The formulation of bleaching compositions which effectively removes a wide variety of soils and stains from fabrics under wide-ranging usage conditions remains a considerable challenge to the laundry detergent industry. Challenges are also faced by the formulator of automatic dishwashing detergent compositions (ADD's), which are expected to efficiently cleanse and sanitize dishware, often under heavy soil loads. The challenges associated with the formulation of truly effective cleaning and bleaching compositions have been increased by legislation which limits the use of effective ingredients such as phosphate builders in many regions of the world.
Most conventional cleaning compositions contain mixtures of various detersive surfactants to remove a wide variety of soils and stains from surfaces. In addition, various detersive enzymes, soil suspending agents, non-phosphorus builders, optical brighteners, and the like may be added to boost overall cleaning performance. Many fully-formulated cleaning compositions contain oxygen bleach, which can be a perborate or percarbonate compound. While quite effective at high temperatures, perborates and percarbonates lose much of their bleaching function at the low to moderate temperatures increasingly favored in consumer product use. Accordingly, various bleach activators such as tetraacetylethylenediamine (TAED) and nonanoyloxybenzenesulfonate (NOBS) have been developed to potentiate the bleaching action of perborate and percarbonate across a wide temperature range. NOBS is particularly effective on "dingy" fabrics.
A limitation with activators such as the widely commercialized TAED is that the wash solution or liquor should have a pH of about 10 or higher for best results. Since soils, especially from foods, are often acidic, detergent products are frequently quite alkaline or are buffered sufficiently to maintain a high pH so the bleach activator system can operate effectively throughout the wash. However, this need runs counter to providing milder formulations which could be improved in their compatibility with fabrics, glassware and/or skin. In cleaning operations below pH 10, many of the existing bleach activators lose their effectiveness or undergo competing side reactions which produce ineffective byproducts.

(Stored items from a collection)
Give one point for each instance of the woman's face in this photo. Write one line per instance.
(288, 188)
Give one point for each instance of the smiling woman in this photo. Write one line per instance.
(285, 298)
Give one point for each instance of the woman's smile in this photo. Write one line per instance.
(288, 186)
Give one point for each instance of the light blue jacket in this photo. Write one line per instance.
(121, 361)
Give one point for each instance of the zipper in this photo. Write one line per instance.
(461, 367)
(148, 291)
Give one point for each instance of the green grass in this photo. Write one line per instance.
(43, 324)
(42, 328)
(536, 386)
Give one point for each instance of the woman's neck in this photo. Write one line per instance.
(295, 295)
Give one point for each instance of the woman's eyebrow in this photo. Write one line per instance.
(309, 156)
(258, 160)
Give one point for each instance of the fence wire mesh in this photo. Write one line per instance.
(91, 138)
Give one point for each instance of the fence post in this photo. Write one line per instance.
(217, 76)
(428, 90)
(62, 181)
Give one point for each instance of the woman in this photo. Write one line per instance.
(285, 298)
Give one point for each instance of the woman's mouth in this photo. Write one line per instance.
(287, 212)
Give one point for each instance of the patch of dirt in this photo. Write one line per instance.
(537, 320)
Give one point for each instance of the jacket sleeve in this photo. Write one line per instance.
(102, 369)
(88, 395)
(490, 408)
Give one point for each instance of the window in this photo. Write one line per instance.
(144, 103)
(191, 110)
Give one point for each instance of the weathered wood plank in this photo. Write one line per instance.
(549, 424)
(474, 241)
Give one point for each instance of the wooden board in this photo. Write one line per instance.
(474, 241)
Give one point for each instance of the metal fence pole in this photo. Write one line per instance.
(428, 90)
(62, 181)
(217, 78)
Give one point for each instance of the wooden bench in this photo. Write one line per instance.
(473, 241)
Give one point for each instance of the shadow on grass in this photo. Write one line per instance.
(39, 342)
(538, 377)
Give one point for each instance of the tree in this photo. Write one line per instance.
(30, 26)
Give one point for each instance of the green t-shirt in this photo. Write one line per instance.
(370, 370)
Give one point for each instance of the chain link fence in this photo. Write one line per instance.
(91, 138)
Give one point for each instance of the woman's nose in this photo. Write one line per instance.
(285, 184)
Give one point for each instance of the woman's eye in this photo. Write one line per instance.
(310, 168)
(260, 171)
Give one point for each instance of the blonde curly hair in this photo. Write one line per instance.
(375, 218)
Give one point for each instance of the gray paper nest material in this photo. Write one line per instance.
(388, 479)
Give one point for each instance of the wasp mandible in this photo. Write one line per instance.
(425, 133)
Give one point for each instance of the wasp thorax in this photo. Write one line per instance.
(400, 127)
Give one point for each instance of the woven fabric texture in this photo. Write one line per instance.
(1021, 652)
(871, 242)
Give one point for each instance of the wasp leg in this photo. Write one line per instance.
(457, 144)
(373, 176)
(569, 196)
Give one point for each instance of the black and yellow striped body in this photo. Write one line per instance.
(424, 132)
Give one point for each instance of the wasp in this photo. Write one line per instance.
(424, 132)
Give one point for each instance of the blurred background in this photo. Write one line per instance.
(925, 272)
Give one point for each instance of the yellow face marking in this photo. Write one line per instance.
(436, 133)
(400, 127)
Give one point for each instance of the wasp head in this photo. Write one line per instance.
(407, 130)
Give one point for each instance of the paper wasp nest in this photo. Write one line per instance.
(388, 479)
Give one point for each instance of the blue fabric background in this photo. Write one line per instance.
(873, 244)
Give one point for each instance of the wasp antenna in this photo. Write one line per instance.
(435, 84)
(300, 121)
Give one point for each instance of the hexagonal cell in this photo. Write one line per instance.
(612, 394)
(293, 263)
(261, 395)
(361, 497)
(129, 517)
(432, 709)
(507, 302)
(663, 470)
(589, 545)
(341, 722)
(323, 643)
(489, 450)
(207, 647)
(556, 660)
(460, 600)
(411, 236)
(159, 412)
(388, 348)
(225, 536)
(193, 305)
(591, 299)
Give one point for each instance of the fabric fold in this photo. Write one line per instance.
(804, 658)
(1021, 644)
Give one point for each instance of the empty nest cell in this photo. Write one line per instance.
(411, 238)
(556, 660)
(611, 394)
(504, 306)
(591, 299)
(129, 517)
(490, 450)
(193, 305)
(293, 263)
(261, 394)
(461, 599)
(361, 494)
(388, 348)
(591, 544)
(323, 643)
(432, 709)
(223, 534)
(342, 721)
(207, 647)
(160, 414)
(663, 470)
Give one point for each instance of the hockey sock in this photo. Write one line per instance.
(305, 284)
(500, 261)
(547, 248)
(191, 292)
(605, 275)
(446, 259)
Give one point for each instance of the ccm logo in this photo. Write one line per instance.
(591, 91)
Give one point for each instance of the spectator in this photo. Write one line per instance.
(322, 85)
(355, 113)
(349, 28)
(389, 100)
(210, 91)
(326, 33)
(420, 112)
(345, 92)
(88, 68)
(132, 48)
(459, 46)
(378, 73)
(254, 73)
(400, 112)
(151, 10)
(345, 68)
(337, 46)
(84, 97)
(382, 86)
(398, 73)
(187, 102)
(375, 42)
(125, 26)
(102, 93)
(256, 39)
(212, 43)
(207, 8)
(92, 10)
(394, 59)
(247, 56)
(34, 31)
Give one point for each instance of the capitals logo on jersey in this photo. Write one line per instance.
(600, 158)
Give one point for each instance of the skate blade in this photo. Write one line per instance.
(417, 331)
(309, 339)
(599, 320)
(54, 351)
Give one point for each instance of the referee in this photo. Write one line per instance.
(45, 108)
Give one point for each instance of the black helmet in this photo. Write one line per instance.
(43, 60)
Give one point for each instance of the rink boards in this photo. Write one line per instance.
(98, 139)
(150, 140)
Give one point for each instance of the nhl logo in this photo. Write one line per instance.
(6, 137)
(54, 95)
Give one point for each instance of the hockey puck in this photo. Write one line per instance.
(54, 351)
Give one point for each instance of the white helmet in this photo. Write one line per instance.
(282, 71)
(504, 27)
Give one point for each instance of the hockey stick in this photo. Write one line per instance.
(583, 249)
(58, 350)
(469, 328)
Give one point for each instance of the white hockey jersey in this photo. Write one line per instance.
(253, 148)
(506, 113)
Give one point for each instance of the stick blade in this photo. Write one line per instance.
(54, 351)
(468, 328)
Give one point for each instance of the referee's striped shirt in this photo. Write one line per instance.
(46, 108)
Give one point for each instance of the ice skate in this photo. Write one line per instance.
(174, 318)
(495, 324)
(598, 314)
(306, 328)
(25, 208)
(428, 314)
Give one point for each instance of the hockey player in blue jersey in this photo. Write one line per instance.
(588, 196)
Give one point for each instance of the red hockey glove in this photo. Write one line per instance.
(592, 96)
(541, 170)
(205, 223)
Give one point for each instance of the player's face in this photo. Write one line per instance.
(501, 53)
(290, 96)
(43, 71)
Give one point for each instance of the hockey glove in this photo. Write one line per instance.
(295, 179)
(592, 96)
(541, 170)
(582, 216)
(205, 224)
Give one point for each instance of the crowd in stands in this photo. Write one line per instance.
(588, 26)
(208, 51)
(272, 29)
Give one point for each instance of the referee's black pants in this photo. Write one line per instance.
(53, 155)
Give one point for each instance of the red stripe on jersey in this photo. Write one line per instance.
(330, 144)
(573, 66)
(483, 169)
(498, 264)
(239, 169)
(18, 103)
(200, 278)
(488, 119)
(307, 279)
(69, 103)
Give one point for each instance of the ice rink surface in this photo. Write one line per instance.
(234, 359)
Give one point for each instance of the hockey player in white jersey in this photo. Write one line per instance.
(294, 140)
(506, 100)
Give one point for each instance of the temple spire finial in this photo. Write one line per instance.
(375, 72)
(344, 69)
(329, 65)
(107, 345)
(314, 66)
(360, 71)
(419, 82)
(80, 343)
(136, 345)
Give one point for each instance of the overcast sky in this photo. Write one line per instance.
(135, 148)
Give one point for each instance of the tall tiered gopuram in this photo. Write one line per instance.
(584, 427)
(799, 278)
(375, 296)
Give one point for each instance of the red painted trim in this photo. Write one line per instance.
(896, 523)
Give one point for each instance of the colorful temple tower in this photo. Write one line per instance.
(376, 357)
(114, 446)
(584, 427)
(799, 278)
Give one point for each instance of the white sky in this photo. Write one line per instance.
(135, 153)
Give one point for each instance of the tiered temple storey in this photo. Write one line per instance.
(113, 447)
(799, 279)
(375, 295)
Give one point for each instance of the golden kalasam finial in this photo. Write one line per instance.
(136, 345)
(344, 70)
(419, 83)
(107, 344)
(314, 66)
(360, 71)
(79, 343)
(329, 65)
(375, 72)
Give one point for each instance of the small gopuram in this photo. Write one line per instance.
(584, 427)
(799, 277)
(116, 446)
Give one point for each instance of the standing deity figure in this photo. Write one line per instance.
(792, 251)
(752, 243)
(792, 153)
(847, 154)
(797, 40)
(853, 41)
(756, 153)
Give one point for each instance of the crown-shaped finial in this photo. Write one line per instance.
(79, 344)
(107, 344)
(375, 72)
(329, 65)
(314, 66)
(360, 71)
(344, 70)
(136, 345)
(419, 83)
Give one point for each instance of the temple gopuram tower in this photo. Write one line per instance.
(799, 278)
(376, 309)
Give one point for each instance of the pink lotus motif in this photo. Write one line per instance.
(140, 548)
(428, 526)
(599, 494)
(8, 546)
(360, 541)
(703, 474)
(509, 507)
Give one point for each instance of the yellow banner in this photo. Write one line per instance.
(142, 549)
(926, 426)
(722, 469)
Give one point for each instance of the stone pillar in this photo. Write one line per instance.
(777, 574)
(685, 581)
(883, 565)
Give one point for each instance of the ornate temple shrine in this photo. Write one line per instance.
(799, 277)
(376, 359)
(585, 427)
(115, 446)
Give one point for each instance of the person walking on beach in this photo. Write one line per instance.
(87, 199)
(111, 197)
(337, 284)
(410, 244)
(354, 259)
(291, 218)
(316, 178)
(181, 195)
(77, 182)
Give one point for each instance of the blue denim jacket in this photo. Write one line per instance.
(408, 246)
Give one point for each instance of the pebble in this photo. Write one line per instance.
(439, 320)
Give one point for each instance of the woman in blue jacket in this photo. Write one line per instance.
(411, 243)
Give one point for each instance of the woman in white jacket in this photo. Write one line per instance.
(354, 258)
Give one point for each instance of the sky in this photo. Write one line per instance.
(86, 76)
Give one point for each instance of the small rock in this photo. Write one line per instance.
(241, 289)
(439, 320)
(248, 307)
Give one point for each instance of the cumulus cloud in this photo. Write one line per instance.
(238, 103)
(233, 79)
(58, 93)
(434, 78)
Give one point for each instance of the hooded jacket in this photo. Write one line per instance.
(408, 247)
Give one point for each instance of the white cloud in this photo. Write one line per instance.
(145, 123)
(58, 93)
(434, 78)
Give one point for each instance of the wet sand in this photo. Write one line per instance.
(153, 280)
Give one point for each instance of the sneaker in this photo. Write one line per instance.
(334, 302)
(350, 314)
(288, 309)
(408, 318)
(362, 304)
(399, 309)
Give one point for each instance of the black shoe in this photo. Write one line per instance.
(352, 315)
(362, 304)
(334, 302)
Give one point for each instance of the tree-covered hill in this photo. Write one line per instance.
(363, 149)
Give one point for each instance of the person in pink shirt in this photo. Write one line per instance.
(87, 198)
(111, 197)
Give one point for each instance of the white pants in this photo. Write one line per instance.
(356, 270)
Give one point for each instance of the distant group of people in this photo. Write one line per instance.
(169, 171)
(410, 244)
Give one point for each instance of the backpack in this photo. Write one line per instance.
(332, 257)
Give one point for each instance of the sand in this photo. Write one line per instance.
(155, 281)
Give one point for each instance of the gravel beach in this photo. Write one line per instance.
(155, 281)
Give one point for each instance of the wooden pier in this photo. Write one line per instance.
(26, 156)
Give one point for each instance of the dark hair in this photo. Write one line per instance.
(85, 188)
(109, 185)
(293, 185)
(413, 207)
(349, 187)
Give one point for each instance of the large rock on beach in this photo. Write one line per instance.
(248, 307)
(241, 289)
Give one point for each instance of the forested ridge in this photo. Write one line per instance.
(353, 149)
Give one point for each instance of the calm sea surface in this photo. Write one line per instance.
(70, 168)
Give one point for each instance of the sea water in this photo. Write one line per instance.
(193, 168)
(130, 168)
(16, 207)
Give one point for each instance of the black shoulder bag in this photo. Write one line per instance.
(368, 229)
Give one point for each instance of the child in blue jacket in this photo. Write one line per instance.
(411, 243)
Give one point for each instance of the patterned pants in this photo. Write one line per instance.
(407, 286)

> _Parts of the exercise_
1: Using the bleaching-composition text, answer the following:
(a) Which effective ingredients does legislation limit in many regions of the world?
(b) Which two bleach activators are named as having been developed to potentiate perborate and percarbonate?
(c) What wash liquor pH does TAED need for best results?
2: Write the next paragraph of the bleaching-composition text, starting after its final sentence.

> _Answers to the problems_
1:
(a) Phosphate builders.
(b) Tetraacetylethylenediamine (TAED) and nonanoyloxybenzenesulfonate (NOBS).
(c) About 10 or higher.

2:
The search, therefore, continues for more effective activator materials, especially for use in mildly alkaline washing liquors or with decreased levels of perborate or other sources of hydrogen peroxide. Improved activator materials should be safe, effective, and will preferably be designed to interact with troublesome soils and stains. Various activators have been described in the literature. Many are esoteric and expensive.
It has now been determined that certain selected bleach activators are unexpectedly effective in removing soils and stains from fabrics and hard surfaces such as dishes even under low alkaline wash conditions or with decreased levels of hydrogen peroxide. These activators also have advantageously high ratios of rates of perhydrolysis to hydrolysis and of perhydrolysis to diacylperoxide formation. Without being limited by theory, these unusual rate ratios lead to a number of significant benefits for the instant activators, including increased efficiency, avoidance of wasteful byproduct formation in the wash, increased color compatibility, increased enzyme compatibility, and/or better stability on storage.
When formulated as described herein, bleaching compositions are provided using the selected bleach activator to remove soils and stains not only from fabrics, but also from dishware in automatic dishwashing compositions, from kitchen and bathroom hard surfaces, and the like, with excellent results. The activators are designed to function well over a wide range of washing or soaking temperatures and are compatible with rubber surfaces, such as those of sump hoses found in some used in European front-loading washing machines. In short, detergent compositions herein provide a substantial advance over those known in the art, as will be seen from the disclosures hereinafter.